*PASSAGE TO READ*.
◆ ◆ ◆

Efficiency is estimated by economic evaluations that compare the cost and health outcomes of the new medicine with the alternative treatment.

Evaluations need to address outcomes specific to the medicine for example it could be a treatment for asthma or high blood pressure or diabetes. But importantly the evaluation must also consider the effects of the medicine or treatment on quality of life.

Health technology assessment agencies are well versed in the methods for measuring and evaluating quality of life in adults. However, due to many practical and methodological challenges in child populations this is not the case for medicines aimed at improving the health of children.

TORCH is an international-collaborative project that addresses these challenges through the development of reliable tools to support evaluations of the efficiency of medicines for improving the health of children. These will be directly relevant to decisions made by policymakers.

The programme will provide robust evidence on how health in children should be measured and incorporated when evaluating the efficiency of a new medicine or treatment. As there are many tools used to measure quality of life in children, TORCH will develop ways in which results from the most important ones can be incorporated into economic evaluations. This will overcome the need to rely on just one measure or tool.

Meeting the needs of policy makers and researchers is key to the success of TORCH. This will be achieved through a programme of workshops attended by a broad cross-section of stakeholders. These will be conducted over the course of the project.

◆ ◆ ◆

Saved entries:
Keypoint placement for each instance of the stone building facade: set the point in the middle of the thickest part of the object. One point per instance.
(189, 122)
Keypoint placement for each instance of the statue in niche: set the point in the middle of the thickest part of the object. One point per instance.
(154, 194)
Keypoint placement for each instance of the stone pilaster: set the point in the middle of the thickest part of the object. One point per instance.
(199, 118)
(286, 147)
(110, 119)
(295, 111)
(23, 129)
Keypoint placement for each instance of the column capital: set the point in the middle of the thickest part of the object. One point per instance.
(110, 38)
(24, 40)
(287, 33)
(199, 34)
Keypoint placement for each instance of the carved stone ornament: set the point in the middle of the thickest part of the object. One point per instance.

◆ ◆ ◆

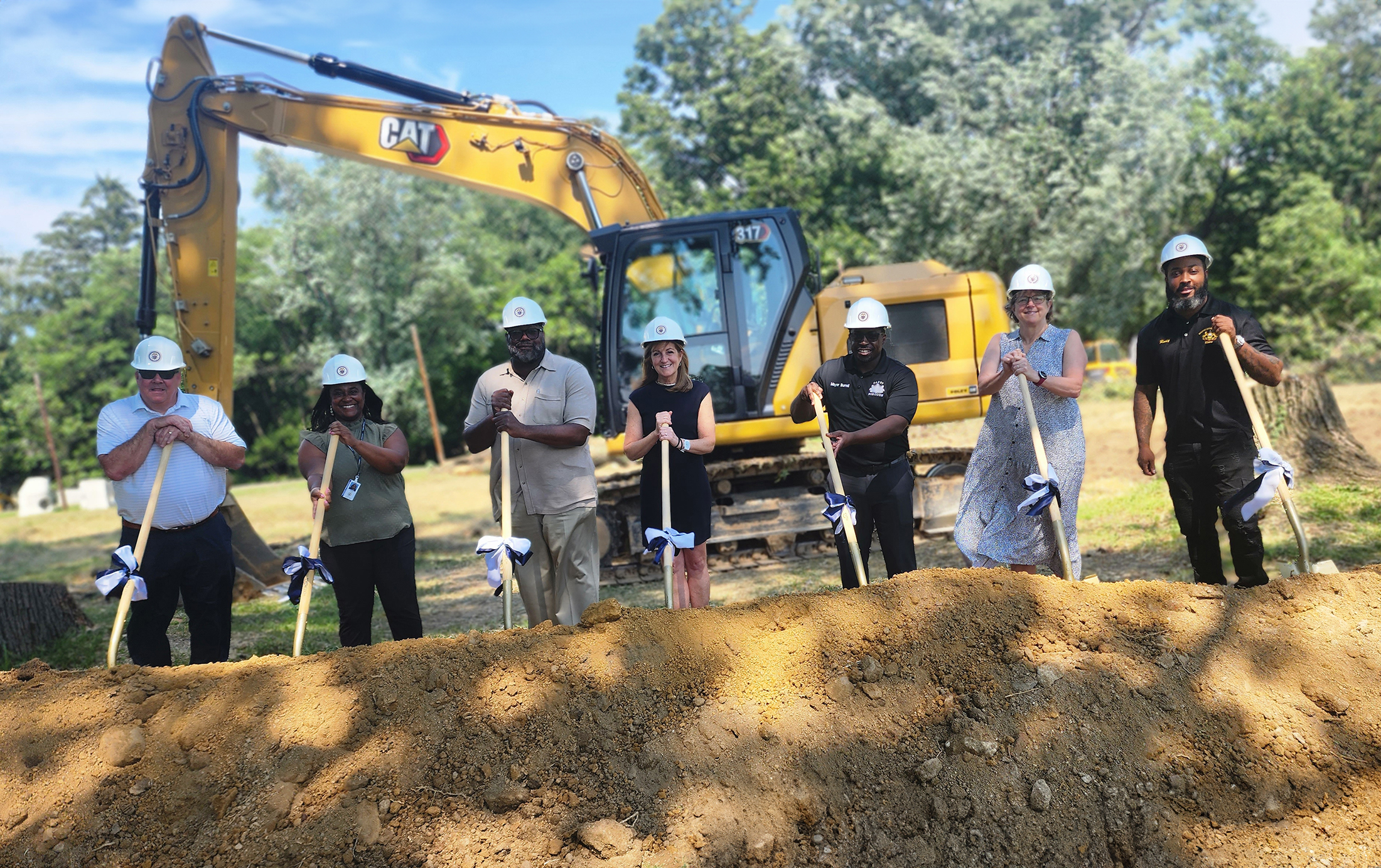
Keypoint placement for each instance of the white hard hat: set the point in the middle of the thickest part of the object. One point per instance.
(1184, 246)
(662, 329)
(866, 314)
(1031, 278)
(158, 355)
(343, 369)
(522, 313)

◆ ◆ ◆

*WORK ITEM*. Name every medical condition that the passage about the TORCH project offers as an example of what a new medicine might treat.

*RESPONSE BOX*. Asthma, high blood pressure, and diabetes.